— Begin DATA SHOWN —

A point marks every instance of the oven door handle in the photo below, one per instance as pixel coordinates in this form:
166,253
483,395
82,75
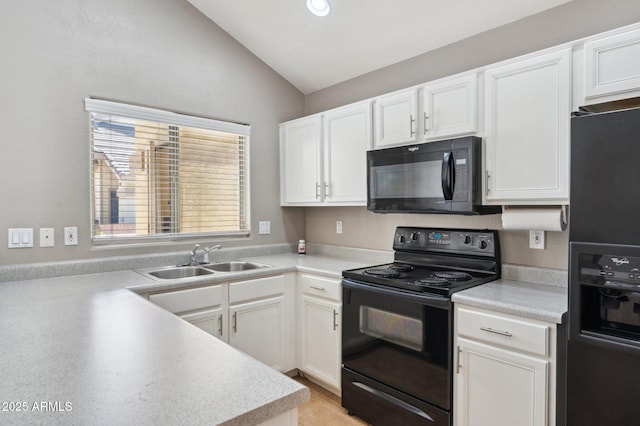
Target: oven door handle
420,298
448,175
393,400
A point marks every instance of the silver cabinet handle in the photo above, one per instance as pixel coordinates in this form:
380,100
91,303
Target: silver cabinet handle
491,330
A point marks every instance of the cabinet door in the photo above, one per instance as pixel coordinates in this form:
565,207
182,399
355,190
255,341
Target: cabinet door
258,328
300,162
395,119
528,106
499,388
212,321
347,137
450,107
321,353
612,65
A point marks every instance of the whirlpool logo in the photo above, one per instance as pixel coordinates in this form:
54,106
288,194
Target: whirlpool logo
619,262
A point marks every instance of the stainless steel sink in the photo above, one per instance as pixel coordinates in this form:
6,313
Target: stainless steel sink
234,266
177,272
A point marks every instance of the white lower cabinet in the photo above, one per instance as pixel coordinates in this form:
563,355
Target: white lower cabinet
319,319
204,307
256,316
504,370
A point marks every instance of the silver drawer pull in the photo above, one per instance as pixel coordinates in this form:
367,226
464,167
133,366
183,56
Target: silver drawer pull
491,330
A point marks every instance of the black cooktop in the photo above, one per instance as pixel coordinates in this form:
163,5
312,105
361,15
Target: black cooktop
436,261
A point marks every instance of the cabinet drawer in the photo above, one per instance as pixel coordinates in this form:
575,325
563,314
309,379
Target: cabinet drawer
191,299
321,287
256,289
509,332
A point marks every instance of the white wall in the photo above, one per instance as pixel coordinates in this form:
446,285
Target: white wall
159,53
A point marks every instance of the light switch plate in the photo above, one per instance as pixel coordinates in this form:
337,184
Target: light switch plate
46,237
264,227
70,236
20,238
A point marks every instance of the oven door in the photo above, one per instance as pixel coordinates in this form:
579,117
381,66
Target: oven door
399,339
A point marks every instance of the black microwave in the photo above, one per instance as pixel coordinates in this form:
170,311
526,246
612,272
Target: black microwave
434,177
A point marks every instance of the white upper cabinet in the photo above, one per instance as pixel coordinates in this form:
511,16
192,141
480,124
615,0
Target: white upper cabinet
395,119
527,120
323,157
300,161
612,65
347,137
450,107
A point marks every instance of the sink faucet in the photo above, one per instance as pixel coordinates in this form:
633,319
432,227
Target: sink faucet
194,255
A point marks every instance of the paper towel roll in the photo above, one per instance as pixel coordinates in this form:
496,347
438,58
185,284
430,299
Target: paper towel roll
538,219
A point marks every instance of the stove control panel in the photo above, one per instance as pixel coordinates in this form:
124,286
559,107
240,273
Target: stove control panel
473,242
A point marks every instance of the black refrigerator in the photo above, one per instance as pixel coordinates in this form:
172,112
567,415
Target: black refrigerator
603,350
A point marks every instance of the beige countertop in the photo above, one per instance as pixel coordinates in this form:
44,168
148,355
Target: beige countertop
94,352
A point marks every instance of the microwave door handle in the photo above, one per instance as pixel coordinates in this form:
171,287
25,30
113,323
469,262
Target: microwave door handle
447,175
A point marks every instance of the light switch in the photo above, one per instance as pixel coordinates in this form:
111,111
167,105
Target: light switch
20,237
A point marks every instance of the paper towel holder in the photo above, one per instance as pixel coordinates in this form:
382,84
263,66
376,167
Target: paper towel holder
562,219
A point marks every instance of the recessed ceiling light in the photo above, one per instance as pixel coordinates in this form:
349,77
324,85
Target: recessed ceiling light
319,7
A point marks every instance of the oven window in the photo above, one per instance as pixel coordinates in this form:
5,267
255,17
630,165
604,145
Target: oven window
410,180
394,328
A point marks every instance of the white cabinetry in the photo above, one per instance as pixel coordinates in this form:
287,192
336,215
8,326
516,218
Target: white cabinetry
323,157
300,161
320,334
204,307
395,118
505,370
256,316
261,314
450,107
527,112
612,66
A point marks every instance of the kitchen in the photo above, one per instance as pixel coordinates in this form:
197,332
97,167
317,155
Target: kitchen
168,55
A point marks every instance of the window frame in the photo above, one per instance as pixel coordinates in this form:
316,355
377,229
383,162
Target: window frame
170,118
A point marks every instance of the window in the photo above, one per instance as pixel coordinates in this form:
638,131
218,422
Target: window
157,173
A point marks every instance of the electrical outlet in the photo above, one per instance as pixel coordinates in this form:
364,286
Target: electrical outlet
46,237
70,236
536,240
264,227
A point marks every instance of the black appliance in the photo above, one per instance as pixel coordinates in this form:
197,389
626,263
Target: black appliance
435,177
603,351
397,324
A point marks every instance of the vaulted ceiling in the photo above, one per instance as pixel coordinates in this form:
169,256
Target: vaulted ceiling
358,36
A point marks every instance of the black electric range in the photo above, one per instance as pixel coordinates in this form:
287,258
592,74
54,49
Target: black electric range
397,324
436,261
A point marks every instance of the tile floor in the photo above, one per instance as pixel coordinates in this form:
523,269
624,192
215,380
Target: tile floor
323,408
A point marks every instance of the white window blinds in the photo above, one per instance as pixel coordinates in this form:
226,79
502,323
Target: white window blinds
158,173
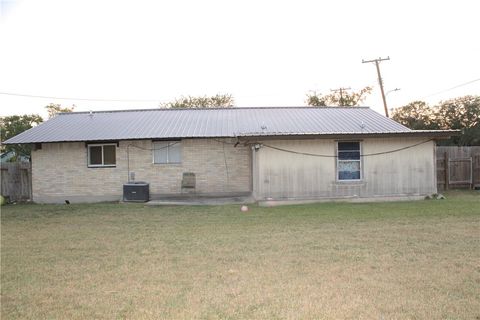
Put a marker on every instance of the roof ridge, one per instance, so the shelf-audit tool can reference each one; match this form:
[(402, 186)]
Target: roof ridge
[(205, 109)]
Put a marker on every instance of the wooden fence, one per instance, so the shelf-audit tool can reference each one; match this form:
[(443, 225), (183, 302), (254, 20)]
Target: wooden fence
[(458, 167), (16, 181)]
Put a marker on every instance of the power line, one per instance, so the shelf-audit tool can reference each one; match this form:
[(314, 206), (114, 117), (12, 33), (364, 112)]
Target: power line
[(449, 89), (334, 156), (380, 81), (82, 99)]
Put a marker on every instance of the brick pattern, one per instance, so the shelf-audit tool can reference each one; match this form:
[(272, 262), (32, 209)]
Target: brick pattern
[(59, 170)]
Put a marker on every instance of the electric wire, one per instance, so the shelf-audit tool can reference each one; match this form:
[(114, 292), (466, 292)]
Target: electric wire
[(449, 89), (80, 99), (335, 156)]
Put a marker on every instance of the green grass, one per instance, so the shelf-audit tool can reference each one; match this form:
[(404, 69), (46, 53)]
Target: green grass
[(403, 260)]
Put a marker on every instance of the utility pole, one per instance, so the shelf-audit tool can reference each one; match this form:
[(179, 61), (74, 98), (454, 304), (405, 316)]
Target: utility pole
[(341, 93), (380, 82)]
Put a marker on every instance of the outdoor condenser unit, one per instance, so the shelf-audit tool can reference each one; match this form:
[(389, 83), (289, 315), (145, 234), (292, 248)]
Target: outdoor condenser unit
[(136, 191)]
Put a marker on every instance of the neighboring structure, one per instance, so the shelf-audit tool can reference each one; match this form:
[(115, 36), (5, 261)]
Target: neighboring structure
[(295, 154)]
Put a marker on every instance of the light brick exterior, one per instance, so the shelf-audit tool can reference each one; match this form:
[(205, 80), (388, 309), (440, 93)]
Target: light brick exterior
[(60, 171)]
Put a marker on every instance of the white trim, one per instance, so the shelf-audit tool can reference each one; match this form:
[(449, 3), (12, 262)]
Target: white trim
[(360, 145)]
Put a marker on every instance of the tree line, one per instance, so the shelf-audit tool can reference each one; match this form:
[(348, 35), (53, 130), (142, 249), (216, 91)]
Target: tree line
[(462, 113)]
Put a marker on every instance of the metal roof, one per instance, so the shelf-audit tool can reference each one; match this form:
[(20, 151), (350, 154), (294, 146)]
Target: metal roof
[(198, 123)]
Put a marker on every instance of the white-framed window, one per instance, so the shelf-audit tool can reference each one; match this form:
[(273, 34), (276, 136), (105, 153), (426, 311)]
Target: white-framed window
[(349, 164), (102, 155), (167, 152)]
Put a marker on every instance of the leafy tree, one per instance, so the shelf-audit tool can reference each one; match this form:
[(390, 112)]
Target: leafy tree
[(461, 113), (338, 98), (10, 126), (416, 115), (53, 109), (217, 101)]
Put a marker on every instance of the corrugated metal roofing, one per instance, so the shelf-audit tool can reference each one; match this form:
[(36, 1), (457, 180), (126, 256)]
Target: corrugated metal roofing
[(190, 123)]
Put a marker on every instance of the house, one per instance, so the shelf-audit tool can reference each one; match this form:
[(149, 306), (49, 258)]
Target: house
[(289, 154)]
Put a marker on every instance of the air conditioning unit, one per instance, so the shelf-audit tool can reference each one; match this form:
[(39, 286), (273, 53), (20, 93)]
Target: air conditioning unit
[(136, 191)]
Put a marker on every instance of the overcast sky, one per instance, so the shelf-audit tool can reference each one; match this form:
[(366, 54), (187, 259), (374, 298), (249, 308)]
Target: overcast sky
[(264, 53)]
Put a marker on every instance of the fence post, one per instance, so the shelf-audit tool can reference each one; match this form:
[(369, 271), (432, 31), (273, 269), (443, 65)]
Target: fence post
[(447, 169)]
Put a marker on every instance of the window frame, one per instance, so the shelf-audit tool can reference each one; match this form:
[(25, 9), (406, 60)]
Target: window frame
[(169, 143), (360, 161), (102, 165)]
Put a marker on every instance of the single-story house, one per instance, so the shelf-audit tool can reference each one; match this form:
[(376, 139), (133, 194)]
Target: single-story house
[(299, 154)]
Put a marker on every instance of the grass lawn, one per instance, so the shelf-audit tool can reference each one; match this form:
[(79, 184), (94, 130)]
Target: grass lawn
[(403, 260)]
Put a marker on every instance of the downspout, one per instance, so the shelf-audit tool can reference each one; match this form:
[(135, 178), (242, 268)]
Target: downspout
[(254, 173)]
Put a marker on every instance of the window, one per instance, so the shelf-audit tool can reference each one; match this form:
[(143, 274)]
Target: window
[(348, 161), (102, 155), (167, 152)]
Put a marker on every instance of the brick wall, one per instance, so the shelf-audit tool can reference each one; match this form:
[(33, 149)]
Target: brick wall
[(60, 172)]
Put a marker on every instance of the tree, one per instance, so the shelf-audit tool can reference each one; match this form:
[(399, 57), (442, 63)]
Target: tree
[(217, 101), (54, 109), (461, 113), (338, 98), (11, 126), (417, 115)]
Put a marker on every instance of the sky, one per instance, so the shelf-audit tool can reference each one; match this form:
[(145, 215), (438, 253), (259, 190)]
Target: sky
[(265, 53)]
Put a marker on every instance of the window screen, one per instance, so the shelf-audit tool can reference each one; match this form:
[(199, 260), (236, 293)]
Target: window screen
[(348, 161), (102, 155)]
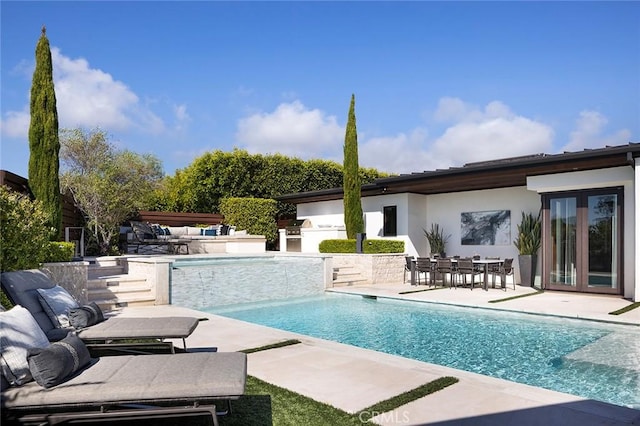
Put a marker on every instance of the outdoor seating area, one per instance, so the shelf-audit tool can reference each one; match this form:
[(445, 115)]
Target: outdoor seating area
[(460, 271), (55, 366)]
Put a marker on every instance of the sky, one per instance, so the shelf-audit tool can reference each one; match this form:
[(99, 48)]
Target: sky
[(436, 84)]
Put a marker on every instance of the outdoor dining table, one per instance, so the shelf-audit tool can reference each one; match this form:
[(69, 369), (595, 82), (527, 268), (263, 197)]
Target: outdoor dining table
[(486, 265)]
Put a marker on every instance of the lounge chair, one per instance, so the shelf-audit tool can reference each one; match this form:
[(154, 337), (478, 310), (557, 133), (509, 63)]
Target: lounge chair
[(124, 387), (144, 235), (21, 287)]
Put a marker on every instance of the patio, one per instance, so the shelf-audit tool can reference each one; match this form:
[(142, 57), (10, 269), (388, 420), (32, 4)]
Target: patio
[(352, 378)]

— End DATA SHOWN —

YOUR OBJECTIVE = Output only the lines running from the line with "Put a marker on every instance of the window screen, one" through the last line of the entries above, inclusive, with pictures excluded.

WORKED ANSWER =
Put a marker on every instance of the window screen, one per instance, so the shelf-audit tool can reference each one; match this form:
[(199, 260), (236, 293)]
Target: window screen
[(348, 161), (102, 155)]
Put a marker on every instance of the outdoor seating area, one per instance, so the shelf-audit tool can reference each one; match this form:
[(445, 115)]
Target: outdoor seating area
[(460, 271), (55, 366)]
Put a marker on every instance of the sky, one per instance, so the shelf-audit tool can reference each one; match this form:
[(99, 48)]
Target: sky
[(436, 84)]
Put a marker on every instance of the outdoor dining table, one per instance, so the shelf-audit tool can reference each one; match this form:
[(69, 369), (595, 82), (527, 268), (263, 197)]
Target: outdoor dining table
[(486, 265)]
Put a marker on every instance of the lounge chair, one per instance, so the shelf-audit tool can reference each one; match this form:
[(154, 337), (478, 310), (557, 133), (509, 63)]
Target: lounge chair
[(124, 387), (144, 235), (21, 287)]
Put a marker on every instance of the patio, one per instance, so the shelf-audit tool can reference each one; match this form:
[(142, 57), (10, 269), (388, 420), (32, 4)]
Target: patio
[(352, 378)]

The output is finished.